(Point localization data)
=== Begin Enclosure ===

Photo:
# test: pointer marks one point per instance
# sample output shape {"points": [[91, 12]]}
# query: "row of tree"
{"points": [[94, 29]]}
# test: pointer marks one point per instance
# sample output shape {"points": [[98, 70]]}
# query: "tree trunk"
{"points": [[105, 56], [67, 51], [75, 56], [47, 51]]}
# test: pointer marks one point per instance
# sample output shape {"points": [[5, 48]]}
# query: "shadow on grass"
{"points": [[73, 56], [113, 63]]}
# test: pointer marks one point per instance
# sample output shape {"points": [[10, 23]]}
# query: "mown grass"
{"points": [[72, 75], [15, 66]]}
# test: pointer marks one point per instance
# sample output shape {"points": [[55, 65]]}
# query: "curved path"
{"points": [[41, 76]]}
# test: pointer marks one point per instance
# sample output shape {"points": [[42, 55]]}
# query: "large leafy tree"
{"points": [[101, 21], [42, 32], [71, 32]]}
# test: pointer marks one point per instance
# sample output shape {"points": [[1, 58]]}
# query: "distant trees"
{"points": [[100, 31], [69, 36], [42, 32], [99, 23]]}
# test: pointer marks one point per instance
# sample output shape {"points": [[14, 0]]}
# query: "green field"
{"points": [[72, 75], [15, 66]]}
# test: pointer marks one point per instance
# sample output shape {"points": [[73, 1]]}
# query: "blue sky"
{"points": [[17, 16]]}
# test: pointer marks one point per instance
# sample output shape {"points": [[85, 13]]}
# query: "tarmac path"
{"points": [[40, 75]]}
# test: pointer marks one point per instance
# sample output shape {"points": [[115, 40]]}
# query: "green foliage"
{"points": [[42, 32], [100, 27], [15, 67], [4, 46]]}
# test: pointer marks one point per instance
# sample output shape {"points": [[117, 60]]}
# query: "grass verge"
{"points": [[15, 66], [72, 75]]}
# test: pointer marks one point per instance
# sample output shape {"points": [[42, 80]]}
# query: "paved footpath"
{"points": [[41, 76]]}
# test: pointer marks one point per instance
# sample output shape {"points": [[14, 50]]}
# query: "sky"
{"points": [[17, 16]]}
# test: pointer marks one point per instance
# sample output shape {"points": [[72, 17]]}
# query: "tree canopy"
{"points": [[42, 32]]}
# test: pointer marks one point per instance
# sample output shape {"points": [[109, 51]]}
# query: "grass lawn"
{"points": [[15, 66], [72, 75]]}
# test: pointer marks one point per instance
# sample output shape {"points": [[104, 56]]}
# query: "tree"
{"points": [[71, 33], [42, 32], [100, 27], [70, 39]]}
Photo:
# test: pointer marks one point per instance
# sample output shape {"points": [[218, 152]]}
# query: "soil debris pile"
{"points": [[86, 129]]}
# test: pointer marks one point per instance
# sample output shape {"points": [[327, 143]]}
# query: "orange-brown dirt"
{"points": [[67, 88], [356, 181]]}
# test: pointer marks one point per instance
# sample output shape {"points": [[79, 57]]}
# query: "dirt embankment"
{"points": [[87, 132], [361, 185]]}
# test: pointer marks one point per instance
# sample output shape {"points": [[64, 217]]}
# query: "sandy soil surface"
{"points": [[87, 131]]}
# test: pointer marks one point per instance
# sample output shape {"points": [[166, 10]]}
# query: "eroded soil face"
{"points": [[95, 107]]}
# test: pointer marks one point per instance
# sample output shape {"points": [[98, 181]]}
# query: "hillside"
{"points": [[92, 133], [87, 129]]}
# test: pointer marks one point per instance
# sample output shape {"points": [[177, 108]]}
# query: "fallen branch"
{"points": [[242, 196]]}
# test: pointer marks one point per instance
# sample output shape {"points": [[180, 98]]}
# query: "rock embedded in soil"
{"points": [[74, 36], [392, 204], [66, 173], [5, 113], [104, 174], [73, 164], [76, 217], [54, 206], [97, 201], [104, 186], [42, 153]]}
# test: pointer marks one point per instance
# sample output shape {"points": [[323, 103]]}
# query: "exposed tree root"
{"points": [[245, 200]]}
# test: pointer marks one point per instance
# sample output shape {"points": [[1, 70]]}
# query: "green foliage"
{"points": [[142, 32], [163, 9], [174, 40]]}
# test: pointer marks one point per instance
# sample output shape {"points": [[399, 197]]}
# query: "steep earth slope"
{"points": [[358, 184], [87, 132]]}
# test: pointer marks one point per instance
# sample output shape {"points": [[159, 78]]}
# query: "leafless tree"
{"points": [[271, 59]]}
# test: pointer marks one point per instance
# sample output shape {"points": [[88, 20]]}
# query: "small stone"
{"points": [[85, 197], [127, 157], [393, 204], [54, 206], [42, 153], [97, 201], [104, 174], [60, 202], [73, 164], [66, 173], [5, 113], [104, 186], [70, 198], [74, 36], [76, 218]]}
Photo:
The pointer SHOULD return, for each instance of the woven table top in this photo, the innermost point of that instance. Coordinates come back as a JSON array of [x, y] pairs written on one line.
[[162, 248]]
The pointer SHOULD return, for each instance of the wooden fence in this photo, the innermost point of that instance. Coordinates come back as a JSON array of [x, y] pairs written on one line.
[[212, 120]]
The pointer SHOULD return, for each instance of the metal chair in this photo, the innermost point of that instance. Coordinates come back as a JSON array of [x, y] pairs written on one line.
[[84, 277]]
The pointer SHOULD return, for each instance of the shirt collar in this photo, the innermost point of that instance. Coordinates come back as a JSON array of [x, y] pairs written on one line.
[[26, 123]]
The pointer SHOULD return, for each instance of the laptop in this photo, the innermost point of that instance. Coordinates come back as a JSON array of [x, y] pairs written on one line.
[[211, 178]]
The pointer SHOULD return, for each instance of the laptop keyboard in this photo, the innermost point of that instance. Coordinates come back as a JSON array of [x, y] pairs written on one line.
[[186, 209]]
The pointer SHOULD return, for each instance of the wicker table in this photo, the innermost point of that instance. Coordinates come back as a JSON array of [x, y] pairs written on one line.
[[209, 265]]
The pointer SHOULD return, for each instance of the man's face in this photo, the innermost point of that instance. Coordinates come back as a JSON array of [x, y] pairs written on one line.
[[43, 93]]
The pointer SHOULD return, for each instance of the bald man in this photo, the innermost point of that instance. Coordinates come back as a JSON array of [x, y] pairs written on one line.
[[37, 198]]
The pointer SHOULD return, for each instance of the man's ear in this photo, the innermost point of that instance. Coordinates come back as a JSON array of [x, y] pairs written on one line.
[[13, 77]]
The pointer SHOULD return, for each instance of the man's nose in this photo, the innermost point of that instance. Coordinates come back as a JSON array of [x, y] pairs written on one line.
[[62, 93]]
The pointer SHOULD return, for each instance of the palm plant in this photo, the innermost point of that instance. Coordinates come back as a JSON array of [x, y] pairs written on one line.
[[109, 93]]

=== End Enclosure ===

= WHAT THE TASK ASKS =
Exactly as they stand above, write out the entries.

= FINAL ANSWER =
Photo:
# test: pointer marks one point per instance
# sample output shape {"points": [[91, 12]]}
# query: "row of tree"
{"points": [[94, 29]]}
# test: pointer marks one point per instance
# sample output shape {"points": [[98, 70]]}
# query: "tree trunk"
{"points": [[105, 56], [67, 51], [75, 56], [47, 51]]}
# test: pointer marks one point per instance
# sample output shape {"points": [[5, 48]]}
# query: "shadow on grass"
{"points": [[73, 56], [113, 63]]}
# test: pointer marks one point per instance
# sample output shape {"points": [[10, 23]]}
# query: "mown grass"
{"points": [[72, 75], [15, 66]]}
# test: pointer marks one point per instance
# sample output shape {"points": [[55, 65]]}
# query: "curved path"
{"points": [[41, 76]]}
# test: pointer marks one point per instance
# sample output shape {"points": [[42, 55]]}
# query: "large leafy tree"
{"points": [[101, 21], [42, 32], [71, 32]]}
# test: pointer marks one point per instance
# sample output shape {"points": [[1, 58]]}
# query: "distant trees"
{"points": [[100, 31], [69, 36], [42, 32], [99, 23]]}
# test: pointer marks one point per instance
# sample output shape {"points": [[14, 0]]}
# query: "green field"
{"points": [[72, 75], [15, 66]]}
# test: pointer marks one point per instance
# sample output shape {"points": [[73, 1]]}
# query: "blue sky"
{"points": [[17, 16]]}
# test: pointer marks one point per instance
# sample output shape {"points": [[85, 13]]}
# query: "tarmac path"
{"points": [[40, 75]]}
# test: pointer marks one point per instance
# sample output shape {"points": [[115, 40]]}
# query: "green foliage"
{"points": [[42, 32], [100, 27], [15, 67], [4, 46]]}
# test: pointer marks one point per instance
# sample output shape {"points": [[117, 60]]}
# query: "grass verge"
{"points": [[15, 66], [72, 75]]}
# test: pointer marks one point per instance
# sample output shape {"points": [[42, 80]]}
# query: "paved footpath"
{"points": [[41, 76]]}
# test: pointer marks one point per instance
# sample output shape {"points": [[14, 50]]}
# query: "sky"
{"points": [[17, 16]]}
# test: pointer marks one point per instance
# sample output shape {"points": [[72, 17]]}
# query: "tree canopy"
{"points": [[42, 32]]}
# test: pointer marks one point per instance
# sample output shape {"points": [[109, 51]]}
# query: "grass lawn"
{"points": [[15, 66], [72, 75]]}
# test: pointer marks one point per instance
# sample output shape {"points": [[104, 56]]}
# query: "tree"
{"points": [[71, 33], [42, 32], [100, 27], [70, 39]]}
Photo:
# test: pointer marks one point per instance
# sample output shape {"points": [[218, 152]]}
# query: "soil debris pile"
{"points": [[86, 129]]}
# test: pointer marks one point per instance
# sample output shape {"points": [[327, 143]]}
# query: "orange-brown dirt"
{"points": [[67, 88], [356, 181]]}
# test: pointer marks one point per instance
# sample output shape {"points": [[79, 57]]}
# query: "dirt embankment"
{"points": [[87, 132], [361, 185]]}
# test: pointer marks one point per instance
# sample output shape {"points": [[64, 217]]}
# query: "sandy soil surface"
{"points": [[87, 131]]}
# test: pointer marks one point per instance
# sample output shape {"points": [[166, 10]]}
# query: "eroded soil face"
{"points": [[95, 107]]}
# test: pointer marks one point per instance
# sample output shape {"points": [[98, 181]]}
# query: "hillside"
{"points": [[92, 133], [87, 129]]}
# test: pointer marks one point per instance
# sample output shape {"points": [[177, 108]]}
# query: "fallen branch"
{"points": [[242, 196]]}
# test: pointer marks one point per instance
# sample output shape {"points": [[180, 98]]}
# query: "rock embedded in soil"
{"points": [[74, 36], [392, 204], [66, 173], [5, 113], [104, 174], [73, 164], [76, 217], [54, 206], [97, 201], [104, 186], [42, 153]]}
# test: pointer marks one point per instance
# sample output shape {"points": [[323, 103]]}
# query: "exposed tree root"
{"points": [[245, 200]]}
# test: pointer marks one point per instance
# sample output shape {"points": [[1, 70]]}
# query: "green foliage"
{"points": [[142, 32], [163, 9], [174, 40]]}
# test: pointer marks one point per instance
# sample output shape {"points": [[399, 197]]}
# query: "steep earth slope"
{"points": [[358, 184], [87, 132]]}
# test: pointer marks one point per instance
# sample output shape {"points": [[159, 78]]}
# query: "leafless tree"
{"points": [[271, 59]]}
# test: pointer marks one point per instance
# sample output shape {"points": [[88, 20]]}
# query: "small stone"
{"points": [[85, 197], [127, 157], [393, 204], [54, 206], [42, 153], [97, 201], [104, 174], [60, 202], [73, 164], [66, 173], [5, 113], [104, 186], [70, 198], [74, 36], [76, 218]]}
Photo:
The pointer SHOULD return, for each instance of the woven table top in this photo, the innermost point of that instance. Coordinates come back as a JSON array of [x, y] pairs written on one line.
[[162, 248]]
The pointer SHOULD return, for each instance of the wooden fence in this photo, the innermost point of that instance. Coordinates come back as a JSON array of [x, y] pairs written on one line.
[[212, 120]]
The pointer SHOULD return, for each instance of the metal chair in this photo, the innermost point of that instance. Coordinates come back as a JSON array of [x, y] pairs written on one line.
[[84, 277]]
The pointer SHOULD return, for each instance of the shirt collar in this photo, the innermost point of that instance. Coordinates come back as a JSON array of [x, y] pairs written on one line.
[[26, 123]]
The pointer SHOULD return, for each instance of the laptop in this photo, the innermost point of that instance. Coordinates come back as a JSON array of [x, y] pairs written on one line.
[[211, 178]]
The pointer SHOULD return, for each instance of the laptop keyboard in this photo, the innermost point of that instance. Coordinates come back as a JSON array of [x, y] pairs written on one line.
[[186, 209]]
The pointer SHOULD return, for each instance of the wicker table in this photo, the innermost point of that instance. Coordinates come back as a JSON array of [x, y] pairs written on one line.
[[209, 265]]
The pointer SHOULD return, for each instance of the man's face in this photo, the innermost point of that instance. Coordinates come back as a JSON array of [x, y] pairs written on one line.
[[43, 93]]
The pointer SHOULD return, for each instance of the bald man in this photo, the innermost point of that instance. Coordinates come back as a JSON array of [x, y] pairs written on one line.
[[37, 198]]
The pointer SHOULD return, for each instance of the man's ear in this photo, the innermost point of that instance. Coordinates come back as a JSON array of [x, y] pairs written on one line.
[[13, 77]]
The pointer SHOULD return, for each instance of the man's nose in this photo, the innermost point of that instance. Coordinates come back as a JSON array of [x, y] pairs written on one line.
[[62, 93]]
The pointer SHOULD return, for each instance of the palm plant in this photo, the innermost point of that instance. Coordinates come back as a JSON array of [x, y] pairs written on one line.
[[109, 93]]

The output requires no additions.